## Task to complete
Go to the line containing "Lane-count request: drop a dot on each instance of the white" in the records below and retype from there through the final line, exactly.

◇ ◇ ◇ ◇

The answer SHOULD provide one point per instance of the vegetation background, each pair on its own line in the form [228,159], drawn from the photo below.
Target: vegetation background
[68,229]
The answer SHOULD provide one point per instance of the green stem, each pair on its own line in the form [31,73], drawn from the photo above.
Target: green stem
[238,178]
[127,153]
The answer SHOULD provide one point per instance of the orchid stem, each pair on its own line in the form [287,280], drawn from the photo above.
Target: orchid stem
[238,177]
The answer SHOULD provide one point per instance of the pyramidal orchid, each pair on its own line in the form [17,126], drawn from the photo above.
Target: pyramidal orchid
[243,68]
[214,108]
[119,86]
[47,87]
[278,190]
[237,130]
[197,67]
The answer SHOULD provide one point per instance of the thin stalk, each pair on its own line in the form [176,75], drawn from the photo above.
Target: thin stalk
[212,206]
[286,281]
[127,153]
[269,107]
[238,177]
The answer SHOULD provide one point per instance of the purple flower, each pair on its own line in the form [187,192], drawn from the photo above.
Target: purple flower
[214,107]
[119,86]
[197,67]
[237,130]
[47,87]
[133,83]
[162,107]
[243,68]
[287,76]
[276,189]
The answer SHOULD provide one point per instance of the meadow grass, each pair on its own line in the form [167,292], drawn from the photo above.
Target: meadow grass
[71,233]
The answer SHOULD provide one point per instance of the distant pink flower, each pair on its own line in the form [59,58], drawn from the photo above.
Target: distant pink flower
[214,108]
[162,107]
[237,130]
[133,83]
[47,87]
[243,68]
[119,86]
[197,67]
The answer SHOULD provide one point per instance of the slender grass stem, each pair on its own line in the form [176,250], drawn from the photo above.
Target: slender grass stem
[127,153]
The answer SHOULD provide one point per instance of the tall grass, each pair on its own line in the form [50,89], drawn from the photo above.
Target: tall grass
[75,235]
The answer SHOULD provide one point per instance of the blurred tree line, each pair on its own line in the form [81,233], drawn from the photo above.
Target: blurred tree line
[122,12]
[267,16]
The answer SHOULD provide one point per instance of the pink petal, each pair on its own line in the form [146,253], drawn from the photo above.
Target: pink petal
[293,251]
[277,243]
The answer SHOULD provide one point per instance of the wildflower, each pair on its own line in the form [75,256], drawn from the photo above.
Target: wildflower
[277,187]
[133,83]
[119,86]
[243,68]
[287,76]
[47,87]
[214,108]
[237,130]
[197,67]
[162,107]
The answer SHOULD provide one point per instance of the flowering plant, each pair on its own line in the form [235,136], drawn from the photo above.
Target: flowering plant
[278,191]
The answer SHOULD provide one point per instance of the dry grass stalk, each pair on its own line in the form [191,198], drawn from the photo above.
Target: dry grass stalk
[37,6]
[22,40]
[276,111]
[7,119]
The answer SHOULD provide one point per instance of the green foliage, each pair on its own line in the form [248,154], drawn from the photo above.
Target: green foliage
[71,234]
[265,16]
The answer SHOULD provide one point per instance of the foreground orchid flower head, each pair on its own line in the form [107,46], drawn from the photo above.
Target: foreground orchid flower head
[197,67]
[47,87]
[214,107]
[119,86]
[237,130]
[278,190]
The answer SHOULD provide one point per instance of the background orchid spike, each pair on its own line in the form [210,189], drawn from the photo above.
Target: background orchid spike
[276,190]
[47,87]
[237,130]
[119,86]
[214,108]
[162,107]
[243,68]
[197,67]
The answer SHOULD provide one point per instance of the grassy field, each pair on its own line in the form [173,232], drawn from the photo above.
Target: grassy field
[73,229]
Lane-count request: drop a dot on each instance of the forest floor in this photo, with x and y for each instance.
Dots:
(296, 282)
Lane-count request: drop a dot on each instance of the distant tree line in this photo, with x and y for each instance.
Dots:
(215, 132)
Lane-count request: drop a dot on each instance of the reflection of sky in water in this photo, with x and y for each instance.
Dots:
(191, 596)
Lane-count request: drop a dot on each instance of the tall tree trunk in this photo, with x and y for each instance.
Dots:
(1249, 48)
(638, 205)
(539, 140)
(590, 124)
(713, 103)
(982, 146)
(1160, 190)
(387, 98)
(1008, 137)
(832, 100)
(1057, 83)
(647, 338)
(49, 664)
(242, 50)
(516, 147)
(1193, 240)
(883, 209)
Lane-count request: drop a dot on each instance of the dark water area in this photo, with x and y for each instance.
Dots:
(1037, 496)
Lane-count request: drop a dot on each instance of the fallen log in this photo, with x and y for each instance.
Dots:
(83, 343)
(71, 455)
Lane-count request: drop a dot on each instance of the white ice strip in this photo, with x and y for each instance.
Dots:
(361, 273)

◇ ◇ ◇ ◇

## Exercise output
Lane-count request: drop a dot on each instance of the white ice strip in this photo, with x and y for each instance.
Dots:
(361, 273)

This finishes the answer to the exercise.